━━ Data for review

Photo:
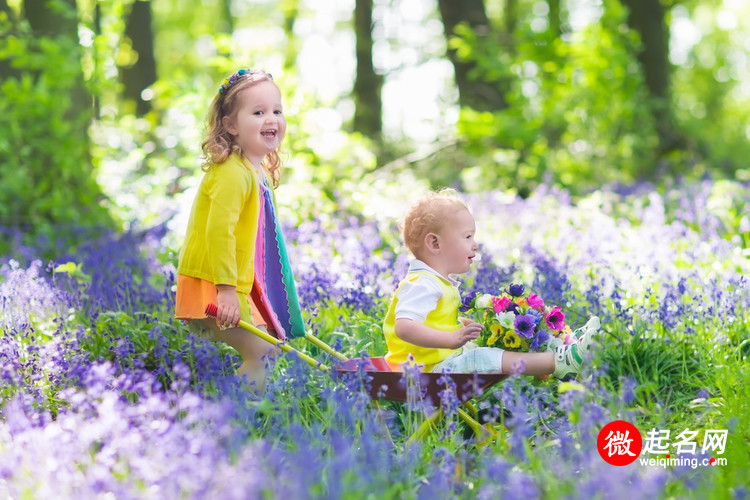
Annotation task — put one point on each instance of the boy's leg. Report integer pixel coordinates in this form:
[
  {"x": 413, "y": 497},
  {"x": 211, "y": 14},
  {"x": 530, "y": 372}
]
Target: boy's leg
[
  {"x": 568, "y": 358},
  {"x": 528, "y": 363},
  {"x": 251, "y": 349}
]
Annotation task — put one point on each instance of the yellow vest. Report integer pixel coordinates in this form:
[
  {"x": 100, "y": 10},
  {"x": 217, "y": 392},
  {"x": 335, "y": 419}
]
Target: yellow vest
[{"x": 444, "y": 318}]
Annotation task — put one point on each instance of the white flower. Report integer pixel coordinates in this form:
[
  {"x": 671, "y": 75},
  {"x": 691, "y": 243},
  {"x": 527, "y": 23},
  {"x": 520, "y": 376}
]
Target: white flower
[{"x": 483, "y": 301}]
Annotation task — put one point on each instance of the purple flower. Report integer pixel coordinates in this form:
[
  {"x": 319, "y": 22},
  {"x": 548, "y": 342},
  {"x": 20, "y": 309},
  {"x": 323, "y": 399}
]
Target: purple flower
[
  {"x": 468, "y": 301},
  {"x": 524, "y": 325},
  {"x": 556, "y": 319}
]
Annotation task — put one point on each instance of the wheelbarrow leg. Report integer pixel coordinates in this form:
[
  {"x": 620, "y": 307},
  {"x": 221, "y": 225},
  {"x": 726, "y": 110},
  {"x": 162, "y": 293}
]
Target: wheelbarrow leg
[{"x": 427, "y": 425}]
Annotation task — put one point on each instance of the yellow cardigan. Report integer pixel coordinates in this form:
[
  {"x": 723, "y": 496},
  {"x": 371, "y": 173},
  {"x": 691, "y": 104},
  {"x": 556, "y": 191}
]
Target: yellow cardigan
[{"x": 220, "y": 240}]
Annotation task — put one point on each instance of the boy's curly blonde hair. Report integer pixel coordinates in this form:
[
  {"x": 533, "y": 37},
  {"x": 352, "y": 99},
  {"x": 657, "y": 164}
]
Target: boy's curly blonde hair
[
  {"x": 429, "y": 214},
  {"x": 219, "y": 143}
]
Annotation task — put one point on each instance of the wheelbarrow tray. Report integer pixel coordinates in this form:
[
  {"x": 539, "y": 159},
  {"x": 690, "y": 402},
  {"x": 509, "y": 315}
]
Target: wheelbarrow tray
[{"x": 393, "y": 386}]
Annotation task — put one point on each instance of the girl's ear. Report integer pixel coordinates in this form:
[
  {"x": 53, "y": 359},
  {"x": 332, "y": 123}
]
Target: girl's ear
[
  {"x": 229, "y": 125},
  {"x": 432, "y": 243}
]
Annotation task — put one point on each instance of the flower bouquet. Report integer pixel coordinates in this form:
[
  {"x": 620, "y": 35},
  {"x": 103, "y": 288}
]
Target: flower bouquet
[{"x": 516, "y": 320}]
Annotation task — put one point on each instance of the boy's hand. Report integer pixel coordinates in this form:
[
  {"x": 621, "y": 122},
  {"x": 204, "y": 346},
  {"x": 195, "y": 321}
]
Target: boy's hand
[
  {"x": 469, "y": 332},
  {"x": 228, "y": 310}
]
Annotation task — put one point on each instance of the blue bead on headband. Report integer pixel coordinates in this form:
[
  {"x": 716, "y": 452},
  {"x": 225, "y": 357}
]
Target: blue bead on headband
[{"x": 229, "y": 82}]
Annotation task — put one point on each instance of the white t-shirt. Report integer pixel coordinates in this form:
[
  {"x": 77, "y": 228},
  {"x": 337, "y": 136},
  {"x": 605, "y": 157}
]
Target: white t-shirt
[{"x": 418, "y": 298}]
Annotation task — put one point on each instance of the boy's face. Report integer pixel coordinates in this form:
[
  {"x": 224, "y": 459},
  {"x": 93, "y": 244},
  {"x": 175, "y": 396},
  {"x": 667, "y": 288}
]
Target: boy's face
[{"x": 457, "y": 245}]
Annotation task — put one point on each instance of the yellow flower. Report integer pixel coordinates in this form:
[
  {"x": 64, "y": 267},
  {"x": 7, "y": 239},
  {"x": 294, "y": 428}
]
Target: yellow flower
[{"x": 496, "y": 331}]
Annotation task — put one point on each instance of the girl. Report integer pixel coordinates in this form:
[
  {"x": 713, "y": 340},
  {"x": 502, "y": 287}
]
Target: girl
[{"x": 234, "y": 253}]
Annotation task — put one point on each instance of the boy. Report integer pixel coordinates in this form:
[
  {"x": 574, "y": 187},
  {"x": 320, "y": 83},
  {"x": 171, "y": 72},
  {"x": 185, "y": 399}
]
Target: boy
[{"x": 423, "y": 321}]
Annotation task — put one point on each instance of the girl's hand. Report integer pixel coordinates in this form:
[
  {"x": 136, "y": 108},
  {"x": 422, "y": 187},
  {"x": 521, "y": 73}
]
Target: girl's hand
[
  {"x": 228, "y": 313},
  {"x": 463, "y": 335}
]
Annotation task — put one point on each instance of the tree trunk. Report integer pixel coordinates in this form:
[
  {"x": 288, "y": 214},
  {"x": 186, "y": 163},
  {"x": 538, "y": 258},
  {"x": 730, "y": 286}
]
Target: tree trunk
[
  {"x": 137, "y": 77},
  {"x": 290, "y": 9},
  {"x": 367, "y": 83},
  {"x": 555, "y": 19},
  {"x": 6, "y": 70},
  {"x": 49, "y": 22},
  {"x": 473, "y": 92},
  {"x": 647, "y": 17}
]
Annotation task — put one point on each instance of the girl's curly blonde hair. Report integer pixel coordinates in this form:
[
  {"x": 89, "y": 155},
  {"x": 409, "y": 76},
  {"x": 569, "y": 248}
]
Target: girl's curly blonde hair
[
  {"x": 219, "y": 143},
  {"x": 429, "y": 214}
]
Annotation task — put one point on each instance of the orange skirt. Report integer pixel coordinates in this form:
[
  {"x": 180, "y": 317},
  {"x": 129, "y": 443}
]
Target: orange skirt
[{"x": 194, "y": 294}]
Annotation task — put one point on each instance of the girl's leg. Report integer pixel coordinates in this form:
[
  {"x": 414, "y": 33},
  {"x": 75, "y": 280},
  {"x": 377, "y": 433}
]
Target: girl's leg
[
  {"x": 529, "y": 363},
  {"x": 251, "y": 349}
]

━━━━

Aim of the exercise -
Copy the data above line for line, skipping every picture.

Written response -
Photo:
Annotation task — put one point on each instance of the boy's leg. Report integer pixel coordinates in this form:
[
  {"x": 413, "y": 497},
  {"x": 211, "y": 14},
  {"x": 530, "y": 372}
]
Target: boy's leg
[
  {"x": 568, "y": 358},
  {"x": 528, "y": 363},
  {"x": 251, "y": 349}
]
Annotation task — put one point on each instance of the yellow vest. Report integer pixel coordinates in this form:
[
  {"x": 100, "y": 10},
  {"x": 217, "y": 392},
  {"x": 335, "y": 419}
]
Target: yellow vest
[{"x": 444, "y": 318}]
Annotation task — put one point on each instance of the white flower. Report integer pixel coordinates in this form:
[
  {"x": 671, "y": 75},
  {"x": 691, "y": 243},
  {"x": 527, "y": 23},
  {"x": 520, "y": 376}
]
Target: white flower
[{"x": 483, "y": 301}]
Annotation task — put one point on each instance of the purple flower. Report integer pixel coordinates in this form:
[
  {"x": 319, "y": 22},
  {"x": 548, "y": 342},
  {"x": 20, "y": 309},
  {"x": 323, "y": 399}
]
Target: purple flower
[
  {"x": 468, "y": 301},
  {"x": 524, "y": 325},
  {"x": 556, "y": 319}
]
Annotation task — put one point on each instance of the wheelbarrow leg. Report integer pixel coordinates in this form:
[
  {"x": 620, "y": 307},
  {"x": 221, "y": 225},
  {"x": 726, "y": 110},
  {"x": 162, "y": 293}
]
Target: wheelbarrow leg
[{"x": 427, "y": 425}]
Annotation task — put one point on each instance of the yellow cardigan. Report integer pixel coordinates in this form:
[
  {"x": 723, "y": 496},
  {"x": 371, "y": 173},
  {"x": 691, "y": 104},
  {"x": 556, "y": 191}
]
Target: yellow cardigan
[{"x": 220, "y": 240}]
Annotation task — put one point on each instance of the boy's curly blonde hair. Report integer pixel coordinates in this form:
[
  {"x": 533, "y": 37},
  {"x": 352, "y": 99},
  {"x": 657, "y": 164}
]
Target: boy's curly blonde hair
[
  {"x": 429, "y": 214},
  {"x": 219, "y": 143}
]
Annotation task — put one point on each instance of the wheelbarrow tray. Report integer pixel coordinates in this form:
[
  {"x": 539, "y": 159},
  {"x": 690, "y": 402},
  {"x": 509, "y": 315}
]
Target: wheelbarrow tray
[{"x": 393, "y": 386}]
Annotation task — put one point on each instance of the girl's ear. Report integer pixel coordinates in this form:
[
  {"x": 53, "y": 359},
  {"x": 332, "y": 123}
]
Target: girl's ear
[
  {"x": 229, "y": 125},
  {"x": 432, "y": 243}
]
Annotation task — put one point on each instance of the flower bouquet. Report integer pixel coordinates in this form:
[
  {"x": 620, "y": 35},
  {"x": 103, "y": 288}
]
Target: flower bouquet
[{"x": 516, "y": 320}]
Annotation task — put one point on each instance of the boy's hand. Report integer pixel coordinates in this form:
[
  {"x": 621, "y": 122},
  {"x": 204, "y": 346},
  {"x": 195, "y": 321}
]
Target: boy's hand
[
  {"x": 469, "y": 332},
  {"x": 228, "y": 310}
]
Annotation task — put one point on each instance of the blue bead on headband. Report integer pixel coordinates in this form:
[
  {"x": 716, "y": 452},
  {"x": 225, "y": 357}
]
Target: blue bead on headband
[{"x": 229, "y": 82}]
Annotation task — put one point on each instance of the white t-shirt. Report integer pixel coordinates in this form:
[
  {"x": 77, "y": 228},
  {"x": 337, "y": 136},
  {"x": 605, "y": 157}
]
Target: white t-shirt
[{"x": 418, "y": 298}]
Annotation task — put one point on each instance of the boy's face. Report integer pixel coordinates in this form:
[
  {"x": 224, "y": 459},
  {"x": 93, "y": 244},
  {"x": 175, "y": 396},
  {"x": 667, "y": 288}
]
Target: boy's face
[{"x": 457, "y": 245}]
Annotation task — put one point on each instance of the yellow flower. Report integer pixel coordinates in this form:
[
  {"x": 64, "y": 267},
  {"x": 7, "y": 239},
  {"x": 294, "y": 428}
]
Target: yellow flower
[{"x": 496, "y": 331}]
Annotation task — put one point on each instance of the girl. Report integer pixel coordinates in this form:
[
  {"x": 713, "y": 340},
  {"x": 502, "y": 287}
]
Target: girl
[{"x": 234, "y": 253}]
Annotation task — put one point on each instance of the boy. Report integer pixel coordinates in this form:
[
  {"x": 574, "y": 187},
  {"x": 320, "y": 83},
  {"x": 171, "y": 72},
  {"x": 185, "y": 399}
]
Target: boy
[{"x": 423, "y": 321}]
Annotation task — put one point on each instance of the girl's hand. Report integer pixel coordinates in this form:
[
  {"x": 136, "y": 108},
  {"x": 422, "y": 187},
  {"x": 521, "y": 73}
]
Target: girl's hand
[
  {"x": 228, "y": 313},
  {"x": 463, "y": 335}
]
Annotation task — put one point on each instance of the tree trunk. Report integer pixel coordinates in this form:
[
  {"x": 288, "y": 214},
  {"x": 186, "y": 163},
  {"x": 538, "y": 258},
  {"x": 730, "y": 286}
]
Target: tree trunk
[
  {"x": 137, "y": 77},
  {"x": 290, "y": 9},
  {"x": 367, "y": 83},
  {"x": 555, "y": 19},
  {"x": 6, "y": 70},
  {"x": 49, "y": 22},
  {"x": 473, "y": 92},
  {"x": 647, "y": 17}
]
Annotation task — put one point on each instance of the girl's curly blonde hair. Report integer pixel coordinates in this form:
[
  {"x": 89, "y": 155},
  {"x": 409, "y": 76},
  {"x": 569, "y": 248}
]
Target: girl's curly blonde hair
[
  {"x": 219, "y": 143},
  {"x": 429, "y": 214}
]
Annotation task — put one point on each instance of the orange skirt. Report integer pixel coordinates in this form:
[
  {"x": 180, "y": 317},
  {"x": 129, "y": 443}
]
Target: orange skirt
[{"x": 194, "y": 294}]
Annotation task — put one point on each instance of the girl's leg. Report integer pixel coordinates in this form:
[
  {"x": 414, "y": 33},
  {"x": 75, "y": 280},
  {"x": 377, "y": 433}
]
Target: girl's leg
[
  {"x": 529, "y": 363},
  {"x": 251, "y": 349}
]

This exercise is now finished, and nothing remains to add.